Source data »
• • • • •
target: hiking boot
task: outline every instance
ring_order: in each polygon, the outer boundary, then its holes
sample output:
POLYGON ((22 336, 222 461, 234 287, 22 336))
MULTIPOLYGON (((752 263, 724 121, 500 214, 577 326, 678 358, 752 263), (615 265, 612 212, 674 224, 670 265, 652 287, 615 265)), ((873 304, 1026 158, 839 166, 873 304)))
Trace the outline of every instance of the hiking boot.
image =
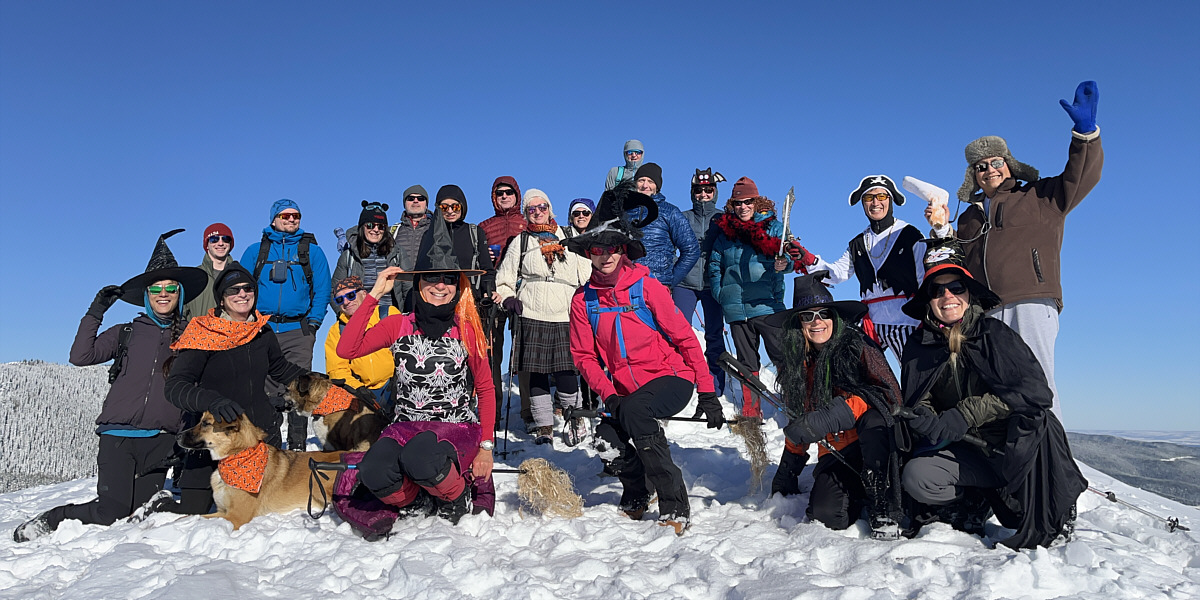
POLYGON ((896 520, 900 515, 898 510, 892 510, 887 475, 875 469, 865 469, 862 482, 867 493, 867 524, 871 526, 871 538, 900 539, 900 523, 896 520))
POLYGON ((175 494, 171 490, 158 490, 150 496, 133 514, 129 515, 130 523, 141 523, 154 513, 168 511, 175 506, 175 494))
POLYGON ((1062 527, 1058 528, 1058 535, 1062 536, 1064 542, 1071 541, 1075 535, 1075 519, 1079 516, 1077 507, 1072 504, 1071 511, 1067 513, 1066 520, 1063 521, 1062 527))
POLYGON ((895 541, 900 539, 900 524, 891 517, 870 517, 871 539, 895 541))
POLYGON ((692 526, 691 520, 687 515, 662 515, 658 517, 658 524, 661 527, 670 527, 675 530, 675 535, 683 535, 692 526))
POLYGON ((44 512, 21 524, 13 531, 13 541, 18 544, 36 540, 42 536, 54 533, 55 527, 50 523, 50 513, 44 512))
POLYGON ((625 516, 634 521, 641 521, 642 515, 646 514, 648 506, 650 506, 650 498, 648 496, 640 496, 632 500, 622 498, 620 508, 621 512, 625 513, 625 516))
POLYGON ((437 516, 458 525, 458 520, 471 512, 471 488, 465 487, 458 498, 454 500, 437 500, 437 516))
POLYGON ((808 462, 808 454, 797 454, 788 449, 783 450, 779 458, 779 468, 775 469, 775 477, 771 479, 771 494, 794 496, 800 493, 800 473, 808 462))
POLYGON ((554 445, 554 428, 550 425, 543 425, 537 428, 537 437, 533 439, 535 444, 550 444, 554 445))
MULTIPOLYGON (((363 486, 359 486, 363 487, 363 486)), ((366 488, 363 488, 366 489, 366 488)), ((440 507, 434 502, 433 496, 429 495, 424 489, 417 492, 417 497, 413 498, 412 502, 401 506, 399 509, 398 519, 420 519, 422 517, 432 517, 438 513, 440 507)), ((440 516, 440 515, 439 515, 440 516)), ((460 515, 461 516, 461 515, 460 515)))
POLYGON ((563 443, 568 446, 578 446, 588 436, 587 420, 575 417, 563 428, 563 443))
POLYGON ((533 435, 533 434, 537 433, 537 430, 538 430, 537 423, 534 423, 533 421, 525 421, 525 433, 527 433, 529 435, 533 435))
• • • • •
Exercise prompt » Please, from the entries above, set down exactly the lines from the one containing "MULTIPOLYGON (((752 263, 724" through the one containing "Trace the outline", and only those.

Exercise answer »
MULTIPOLYGON (((752 263, 724 121, 500 214, 577 326, 678 358, 752 263), (615 265, 612 212, 674 224, 670 265, 652 287, 615 265)), ((873 304, 1026 158, 839 166, 873 304)))
Trace the outline of every instance of the hiking boot.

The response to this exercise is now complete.